Problems to solve>
1: In the article on cybersecurity during the presidential transition, rewrite the stretch from "What is ransomware?" through "institutions are doing.", replacing "malicious software" with "harmful software".
2: Decide whether each statement agrees with the article on cybersecurity during the presidential transition, answering yes or no and quoting the words that settle it: (a) Krebs joined the Trump administration in 2018. (b) Gallagher has co-sponsored six cybersecurity bills. (c) Successful ransomware attacks take place every 10 seconds around the world.
3: Write the next part of the article on cybersecurity during the presidential transition, picking up after its final sentence.

Extract to read>
•••••

Cybersecurity worries mount for businesses, health care during transition
Among the long list of uncertainties surrounding the presidential transition is how the nation weathers a growing cybersecurity storm over the coming months.
President Trump’s firing of Chris Krebs, the widely respected cybersecurity chief within the Department of Homeland Security, won’t help.
Krebs was fired because he made the mistake of calling the 2020 election “the most secure in American history,” which doesn’t fit Trump’s narrative to the contrary. Putting aside the election and any major security breaches, real or imagined, the U.S. business and health care communities are cringing over how the world’s crooked cyber-mice might play now that a trusted cat is away.
Republican members of Congress have been among those to praise Krebs, a former Microsoft executive who led that company’s cybersecurity policy team before joining the Trump administration in 2018. The list includes U.S. Rep. Mike Gallagher, the Green Bay Republican who serves on the House Homeland Security Committee and its Cybersecurity and Infrastructure Security Subcommittee. Gallagher has co-sponsored four cybersecurity bills.
“Chris Krebs did his job and he did it extremely well,” said Gallagher, something of a cybersecurity hawk when it comes to foreign and domestic attacks on the nation’s digital infrastructure. “The country is safer and our elections more secure from foreign interference because of (Krebs’) leadership …”
In part because the COVID-19 pandemic has put stress on businesses, government, and other institutions, cyberattacks are on the rise. They are more sophisticated than ever before, with successful ransomware attacks alone taking place every 10 seconds around the world.
Because the pandemic has forced organizations to make rapid changes to business structures, it can lead to gaps in information technology systems. These gaps give cybercriminals the chance to exploit security flaws and to infiltrate networks.
What is ransomware? In general, it’s a type of malicious software designed to block access to a computer system until a sum of money is paid. Experts say that if everyone who is subject to a ransomware attack refused to pay, it might simply go away. But that’s not what some nervous companies and institutions are doing.
Particularly vulnerable are health care systems, which are being hampered at precisely the time the nation needs them most.

•••••

Extracted material>
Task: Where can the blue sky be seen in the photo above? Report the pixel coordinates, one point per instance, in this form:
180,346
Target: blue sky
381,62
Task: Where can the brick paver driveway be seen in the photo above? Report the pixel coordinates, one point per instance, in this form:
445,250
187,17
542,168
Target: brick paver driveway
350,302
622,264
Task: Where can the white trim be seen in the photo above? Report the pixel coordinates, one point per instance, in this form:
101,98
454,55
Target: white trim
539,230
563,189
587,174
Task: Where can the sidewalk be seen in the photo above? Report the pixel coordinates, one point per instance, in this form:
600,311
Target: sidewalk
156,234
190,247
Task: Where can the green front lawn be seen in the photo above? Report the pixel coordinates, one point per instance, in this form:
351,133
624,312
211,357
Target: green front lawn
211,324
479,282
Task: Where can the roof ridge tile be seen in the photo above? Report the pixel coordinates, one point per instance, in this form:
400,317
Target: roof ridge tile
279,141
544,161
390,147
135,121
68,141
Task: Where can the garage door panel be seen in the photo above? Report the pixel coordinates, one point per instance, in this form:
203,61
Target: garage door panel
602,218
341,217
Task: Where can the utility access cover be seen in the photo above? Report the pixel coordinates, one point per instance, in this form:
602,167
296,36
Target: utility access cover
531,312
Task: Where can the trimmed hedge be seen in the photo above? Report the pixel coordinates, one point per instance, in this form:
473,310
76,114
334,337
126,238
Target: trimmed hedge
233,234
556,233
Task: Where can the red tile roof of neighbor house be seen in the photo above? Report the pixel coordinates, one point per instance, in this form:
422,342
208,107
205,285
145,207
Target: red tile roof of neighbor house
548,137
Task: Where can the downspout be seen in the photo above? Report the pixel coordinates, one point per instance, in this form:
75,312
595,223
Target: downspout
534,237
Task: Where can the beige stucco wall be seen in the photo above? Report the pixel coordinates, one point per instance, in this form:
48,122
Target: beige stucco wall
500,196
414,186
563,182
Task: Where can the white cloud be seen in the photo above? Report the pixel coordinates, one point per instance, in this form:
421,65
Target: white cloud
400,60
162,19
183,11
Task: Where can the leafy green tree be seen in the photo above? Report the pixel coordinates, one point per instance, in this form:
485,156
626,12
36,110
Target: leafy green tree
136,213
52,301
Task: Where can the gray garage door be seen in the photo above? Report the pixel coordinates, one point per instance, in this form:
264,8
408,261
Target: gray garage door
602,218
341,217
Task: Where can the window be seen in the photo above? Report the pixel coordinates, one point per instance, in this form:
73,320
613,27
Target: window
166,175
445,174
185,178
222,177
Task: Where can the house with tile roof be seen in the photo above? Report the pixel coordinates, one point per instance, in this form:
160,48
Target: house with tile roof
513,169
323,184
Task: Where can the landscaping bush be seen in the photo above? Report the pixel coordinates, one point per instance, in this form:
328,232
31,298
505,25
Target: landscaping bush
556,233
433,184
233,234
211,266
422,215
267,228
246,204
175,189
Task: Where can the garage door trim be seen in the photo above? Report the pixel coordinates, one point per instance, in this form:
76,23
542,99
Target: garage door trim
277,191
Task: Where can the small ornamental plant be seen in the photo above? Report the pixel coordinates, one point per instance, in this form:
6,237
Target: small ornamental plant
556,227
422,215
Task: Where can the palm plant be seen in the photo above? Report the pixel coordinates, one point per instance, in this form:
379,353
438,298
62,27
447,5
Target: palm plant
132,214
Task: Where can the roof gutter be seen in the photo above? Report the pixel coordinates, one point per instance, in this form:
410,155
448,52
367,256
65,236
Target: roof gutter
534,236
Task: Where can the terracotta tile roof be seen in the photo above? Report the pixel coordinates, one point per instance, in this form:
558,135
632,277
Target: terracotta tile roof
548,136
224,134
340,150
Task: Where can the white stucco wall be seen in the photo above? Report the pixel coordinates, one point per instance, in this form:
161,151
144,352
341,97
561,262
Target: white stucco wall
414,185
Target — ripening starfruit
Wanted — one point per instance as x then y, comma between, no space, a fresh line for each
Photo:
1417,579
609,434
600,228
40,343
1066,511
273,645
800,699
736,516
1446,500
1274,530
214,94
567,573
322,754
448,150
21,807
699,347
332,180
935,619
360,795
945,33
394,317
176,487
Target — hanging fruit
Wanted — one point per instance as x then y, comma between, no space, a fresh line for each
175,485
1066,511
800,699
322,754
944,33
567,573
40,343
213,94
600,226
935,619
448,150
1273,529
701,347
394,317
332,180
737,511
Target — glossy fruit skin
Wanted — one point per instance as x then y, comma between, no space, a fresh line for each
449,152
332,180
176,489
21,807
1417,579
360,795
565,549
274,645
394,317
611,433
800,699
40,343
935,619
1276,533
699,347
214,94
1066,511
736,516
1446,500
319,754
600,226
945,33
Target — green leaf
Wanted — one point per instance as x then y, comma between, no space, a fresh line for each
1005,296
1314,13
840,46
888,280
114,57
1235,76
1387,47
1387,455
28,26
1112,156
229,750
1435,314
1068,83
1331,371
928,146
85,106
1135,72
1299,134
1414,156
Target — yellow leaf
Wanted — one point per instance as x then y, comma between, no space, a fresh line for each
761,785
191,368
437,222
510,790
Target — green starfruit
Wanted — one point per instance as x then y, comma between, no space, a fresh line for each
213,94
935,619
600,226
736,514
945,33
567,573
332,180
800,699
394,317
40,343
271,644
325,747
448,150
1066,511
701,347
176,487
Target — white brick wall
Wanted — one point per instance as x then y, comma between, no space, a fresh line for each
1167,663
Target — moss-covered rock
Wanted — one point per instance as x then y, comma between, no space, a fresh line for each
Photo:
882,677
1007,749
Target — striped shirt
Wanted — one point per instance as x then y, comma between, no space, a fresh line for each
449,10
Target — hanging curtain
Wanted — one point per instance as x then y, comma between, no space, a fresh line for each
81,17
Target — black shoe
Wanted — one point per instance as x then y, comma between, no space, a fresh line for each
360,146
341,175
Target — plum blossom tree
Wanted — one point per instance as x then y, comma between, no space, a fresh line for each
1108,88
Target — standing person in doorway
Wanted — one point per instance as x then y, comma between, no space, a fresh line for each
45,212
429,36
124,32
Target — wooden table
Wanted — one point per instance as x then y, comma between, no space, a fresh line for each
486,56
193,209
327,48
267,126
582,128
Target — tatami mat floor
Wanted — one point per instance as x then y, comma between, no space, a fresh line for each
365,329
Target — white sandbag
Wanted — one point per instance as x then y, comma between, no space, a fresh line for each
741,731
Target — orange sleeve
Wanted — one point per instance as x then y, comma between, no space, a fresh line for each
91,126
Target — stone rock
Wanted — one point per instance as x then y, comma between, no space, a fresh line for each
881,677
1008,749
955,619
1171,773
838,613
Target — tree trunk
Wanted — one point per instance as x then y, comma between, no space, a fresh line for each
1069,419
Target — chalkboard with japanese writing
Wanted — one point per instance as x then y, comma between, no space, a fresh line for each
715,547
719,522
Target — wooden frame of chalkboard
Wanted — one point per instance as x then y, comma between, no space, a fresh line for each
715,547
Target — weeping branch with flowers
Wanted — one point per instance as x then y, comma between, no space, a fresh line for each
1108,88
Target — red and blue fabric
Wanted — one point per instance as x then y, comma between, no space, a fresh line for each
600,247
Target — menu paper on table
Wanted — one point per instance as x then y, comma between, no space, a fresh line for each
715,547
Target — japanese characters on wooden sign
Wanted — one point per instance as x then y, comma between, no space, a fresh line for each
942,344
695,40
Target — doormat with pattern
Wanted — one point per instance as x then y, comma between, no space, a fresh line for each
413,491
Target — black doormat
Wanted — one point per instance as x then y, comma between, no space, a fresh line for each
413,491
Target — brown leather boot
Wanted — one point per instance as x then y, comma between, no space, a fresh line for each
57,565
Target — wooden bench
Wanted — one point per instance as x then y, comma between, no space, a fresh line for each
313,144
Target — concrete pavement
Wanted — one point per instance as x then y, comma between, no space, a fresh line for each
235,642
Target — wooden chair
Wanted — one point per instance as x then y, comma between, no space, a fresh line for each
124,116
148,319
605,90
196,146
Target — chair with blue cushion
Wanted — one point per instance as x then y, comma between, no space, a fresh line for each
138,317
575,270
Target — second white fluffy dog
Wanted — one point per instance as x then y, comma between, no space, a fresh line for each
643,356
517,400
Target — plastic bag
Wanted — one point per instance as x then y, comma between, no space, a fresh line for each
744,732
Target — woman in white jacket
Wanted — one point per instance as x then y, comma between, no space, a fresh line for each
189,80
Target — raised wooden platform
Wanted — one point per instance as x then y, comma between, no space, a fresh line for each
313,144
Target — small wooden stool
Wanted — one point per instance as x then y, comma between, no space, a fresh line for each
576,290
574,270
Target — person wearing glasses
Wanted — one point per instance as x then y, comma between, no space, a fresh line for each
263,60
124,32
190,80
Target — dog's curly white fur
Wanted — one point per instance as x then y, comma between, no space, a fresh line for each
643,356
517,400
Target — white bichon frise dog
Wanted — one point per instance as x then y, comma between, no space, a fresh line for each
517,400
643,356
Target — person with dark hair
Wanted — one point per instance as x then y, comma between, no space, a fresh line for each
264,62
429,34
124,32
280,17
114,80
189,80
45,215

•••••

Answers by item number>
1:
What is ransomware? In general, it’s a type of harmful software designed to block access to a computer system until a sum of money is paid. Experts say that if everyone who is subject to a ransomware attack refused to pay, it might simply go away. But that’s not what some nervous companies and institutions are doing.

2:
(a) Yes: "before joining the Trump administration in 2018."
(b) No: "Gallagher has co-sponsored four cybersecurity bills."
(c) Yes: "with successful ransomware attacks alone taking place every 10 seconds around the world."

3:
It was reported recently by xtelligent Healthcare Media that the FBI is investigating a wave of cyberattacks, including Ryuk ransomware and Trickbot malware, that are targeting American hospitals, health systems, and other providers. Bring down a hospital’s electronic health records system and innocent people might die, which makes the trend that much more reprehensible.
Ransomware is not the only way cybercrooks make their money. Writing a few weeks ago for the Wisconsin Technology Council, the managing partner of Aberdean Consulting noted that phishing and spoofing messages had more than doubled in a month and a half.
“Microsoft Cloud accounts are a treasure trove for cybercriminals looking for sensitive organization data,” Aberdean’s Jim Blair wrote. “Attackers use email-based phishing or spear-phishing attacks, automated credential stuffing, or ‘brute force’ password guessing attacks. The dark web contains 9 billion compromised user passwords that hackers are using.”
Blair went on to note that 99% of email attacks are preventable with multifactor authentication, which should be better utilized by more companies. Krebs once wrote a column that was headlined, “Turn on MFA Before Crooks Do It For You.”
Winter is coming, the COVID-19 pandemic is raging on, and cybercriminals are more focused on the United States than any other nation. It’s not that Chris Krebs would have been retained by the Biden administration, but was this a smart time to fire the guy at the head of the nation’s cybersecurity pyramid along with key members of his team? That answer is a resounding “no.”